┏━━

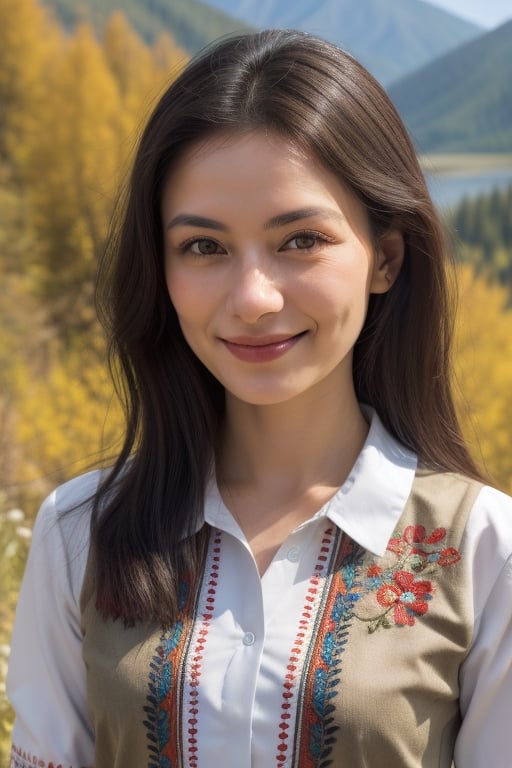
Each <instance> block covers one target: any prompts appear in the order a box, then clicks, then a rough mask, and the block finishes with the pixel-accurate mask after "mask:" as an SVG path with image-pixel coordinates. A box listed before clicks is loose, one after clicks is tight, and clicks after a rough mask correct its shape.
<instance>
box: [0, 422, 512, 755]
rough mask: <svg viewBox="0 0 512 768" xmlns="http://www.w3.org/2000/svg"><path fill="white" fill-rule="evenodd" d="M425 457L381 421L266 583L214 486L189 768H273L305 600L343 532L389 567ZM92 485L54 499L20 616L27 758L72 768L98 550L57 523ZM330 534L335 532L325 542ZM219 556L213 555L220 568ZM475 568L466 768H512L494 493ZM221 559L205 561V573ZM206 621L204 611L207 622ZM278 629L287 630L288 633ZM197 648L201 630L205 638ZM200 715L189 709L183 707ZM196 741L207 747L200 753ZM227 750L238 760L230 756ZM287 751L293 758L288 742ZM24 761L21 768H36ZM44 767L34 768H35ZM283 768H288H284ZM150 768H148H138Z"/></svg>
mask: <svg viewBox="0 0 512 768" xmlns="http://www.w3.org/2000/svg"><path fill="white" fill-rule="evenodd" d="M415 470H416V457H415V456H414V454H412V453H411V452H410V451H408V450H406V449H405V448H403V447H402V446H401V445H400V444H399V443H397V442H396V441H395V440H394V439H393V438H392V437H391V436H390V435H389V434H388V433H387V432H386V430H385V429H384V427H383V426H382V424H381V422H380V420H379V419H378V417H377V416H376V415H374V416H373V418H372V423H371V428H370V432H369V435H368V438H367V440H366V442H365V445H364V447H363V450H362V451H361V454H360V455H359V457H358V459H357V461H356V463H355V465H354V467H353V469H352V471H351V473H350V475H349V477H348V478H347V480H346V482H345V483H344V485H343V486H342V487H341V488H340V490H339V491H338V492H337V493H336V494H335V495H334V497H333V498H332V499H331V500H330V501H329V502H327V503H326V504H325V505H324V506H323V507H322V509H321V510H319V511H318V512H317V513H316V514H315V515H314V516H313V517H312V518H311V519H310V520H308V521H306V522H305V523H303V524H302V525H300V526H298V527H297V528H296V529H295V530H294V531H293V532H292V533H291V534H290V535H289V536H288V538H287V539H286V540H285V541H284V543H283V544H282V546H281V547H280V549H279V550H278V552H277V553H276V555H275V557H274V559H273V561H272V562H271V564H270V565H269V567H268V569H267V570H266V572H265V574H264V575H263V577H262V578H260V576H259V573H258V569H257V567H256V563H255V561H254V558H253V555H252V553H251V551H250V548H249V546H248V544H247V541H246V539H245V537H244V535H243V533H242V531H241V530H240V528H239V526H238V524H237V522H236V521H235V519H234V518H233V516H232V515H231V513H230V512H229V510H228V509H227V508H226V507H225V505H224V503H223V501H222V499H221V497H220V495H219V493H218V490H217V488H216V486H215V485H214V484H212V485H211V488H210V489H209V492H208V495H207V500H206V507H205V520H206V521H207V522H208V523H209V524H210V525H211V526H212V529H213V530H214V531H215V532H216V534H215V535H216V536H217V539H218V542H219V547H221V550H222V557H221V564H220V568H221V578H220V579H218V586H217V587H216V589H215V594H214V597H213V599H214V600H215V611H214V616H215V618H214V620H213V621H211V623H209V626H208V644H207V647H206V649H205V653H204V654H203V662H202V668H201V685H200V686H199V687H198V691H199V694H198V695H199V697H200V700H199V705H198V706H197V710H198V711H199V713H200V715H199V716H200V717H201V728H199V729H194V730H195V731H196V730H197V731H198V733H199V734H200V736H199V739H198V740H194V739H193V740H192V741H191V742H190V741H189V740H187V738H186V737H187V733H186V728H187V726H186V724H184V726H183V728H184V743H185V744H187V743H189V745H190V743H192V744H193V751H192V752H189V753H187V754H186V760H185V764H186V765H191V766H192V765H196V764H197V765H198V766H199V767H200V768H204V767H205V766H212V765H222V766H223V768H269V766H271V765H273V764H275V751H276V746H277V745H276V733H277V731H278V728H277V726H278V724H279V720H280V716H281V696H276V685H278V686H281V685H282V679H283V669H285V667H286V665H287V664H289V658H290V649H291V648H293V644H294V642H295V634H296V629H297V626H298V623H300V616H301V611H303V610H304V605H305V602H304V601H305V599H307V595H306V598H305V591H306V590H307V588H308V585H309V583H310V580H311V574H312V573H314V571H315V568H316V567H318V563H319V552H321V551H322V547H323V548H324V549H325V551H326V554H328V550H329V547H330V546H331V544H332V540H333V537H332V535H331V534H329V531H331V532H332V530H335V529H340V530H342V531H344V532H345V533H346V534H348V535H349V536H350V537H351V538H352V539H354V540H355V541H356V542H357V543H358V544H359V545H361V546H362V547H363V548H364V549H366V550H368V551H370V552H372V553H374V554H375V555H383V554H384V552H385V550H386V546H387V544H388V541H389V539H390V537H391V535H392V533H393V530H394V528H395V526H396V523H397V521H398V519H399V517H400V516H401V514H402V512H403V509H404V506H405V503H406V501H407V498H408V496H409V493H410V490H411V487H412V483H413V479H414V474H415ZM97 482H98V474H97V473H90V474H88V475H85V476H82V477H80V478H77V479H76V480H74V481H71V482H70V483H68V484H66V485H65V486H62V487H61V488H59V489H57V490H56V491H55V492H54V493H53V494H52V496H50V497H49V499H48V500H47V501H46V502H45V504H44V505H43V507H42V509H41V511H40V513H39V516H38V519H37V522H36V525H35V528H34V538H33V544H32V547H31V553H30V557H29V561H28V564H27V570H26V574H25V577H24V581H23V585H22V589H21V593H20V599H19V604H18V609H17V615H16V622H15V628H14V633H13V640H12V653H11V660H10V666H9V675H8V694H9V697H10V700H11V702H12V704H13V706H14V708H15V711H16V723H15V727H14V732H13V744H14V745H16V748H17V751H18V753H19V752H21V753H26V755H27V756H30V758H31V759H32V758H37V759H38V760H41V761H44V762H43V764H45V763H48V762H49V761H51V760H53V761H54V762H55V763H61V764H62V765H63V766H65V767H66V768H68V766H70V767H71V768H80V766H84V765H92V764H93V762H94V735H93V733H92V727H91V724H90V722H89V721H88V714H87V700H86V676H85V667H84V664H83V659H82V637H81V629H80V608H79V598H80V590H81V585H82V581H83V575H84V570H85V565H86V559H87V551H88V523H89V521H88V519H87V515H85V514H82V516H81V517H78V516H77V514H76V513H75V514H73V513H71V514H69V515H67V516H65V517H64V518H61V517H60V512H61V511H62V510H63V509H65V508H67V507H69V506H72V505H73V504H76V503H77V502H78V501H80V500H82V499H84V498H87V497H88V496H90V495H91V493H92V492H94V488H95V486H96V484H97ZM326 532H327V533H326ZM212 556H213V552H212V551H211V552H210V555H209V557H210V558H211V557H212ZM465 558H466V559H467V560H468V561H469V562H470V563H471V573H473V574H475V575H476V574H478V578H476V577H475V578H474V581H473V585H472V589H473V612H474V637H473V642H472V646H471V649H470V652H469V654H468V656H467V658H466V660H465V662H464V664H463V665H462V668H461V670H460V690H461V697H460V708H461V714H462V717H463V722H462V727H461V729H460V731H459V735H458V739H457V743H456V749H455V764H456V766H457V768H482V766H483V765H486V767H487V768H508V766H509V765H510V762H511V758H510V742H509V738H508V732H507V727H508V725H509V722H510V713H511V711H512V499H511V498H510V497H508V496H506V495H504V494H502V493H500V492H499V491H496V490H494V489H492V488H489V487H485V488H483V489H482V491H481V492H480V494H479V496H478V499H477V501H476V502H475V504H474V506H473V509H472V511H471V513H470V516H469V519H468V523H467V527H466V533H465ZM211 562H213V561H211V560H209V561H208V562H207V569H206V571H205V573H207V570H208V568H209V567H210V566H211ZM199 615H201V612H200V611H199ZM277 617H279V621H277V620H276V619H277ZM194 632H195V637H193V639H192V645H193V644H194V642H197V641H198V637H199V633H200V632H201V624H200V622H199V621H198V622H197V623H196V627H195V629H194ZM189 704H190V702H189V703H188V704H187V702H185V711H186V707H187V706H188V705H189ZM197 741H198V743H197ZM226 744H230V749H229V750H226ZM283 745H284V746H282V749H283V750H285V749H286V744H285V739H284V741H283ZM32 764H33V762H31V761H30V760H29V759H28V757H27V759H26V761H25V760H24V759H23V758H21V757H20V756H19V754H18V756H17V757H16V758H14V757H13V762H12V765H13V766H23V768H24V767H25V766H28V765H32ZM36 764H37V763H36ZM284 765H286V763H284ZM137 768H142V766H140V767H139V766H137Z"/></svg>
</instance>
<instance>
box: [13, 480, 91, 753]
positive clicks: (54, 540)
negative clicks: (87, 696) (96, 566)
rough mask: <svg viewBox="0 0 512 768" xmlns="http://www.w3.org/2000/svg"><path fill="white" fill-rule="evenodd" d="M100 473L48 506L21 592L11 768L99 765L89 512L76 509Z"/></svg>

┗━━

What the task requires:
Tell how many lines of the listing include the word "instance", replying with nothing but the number.

Response to the exercise:
4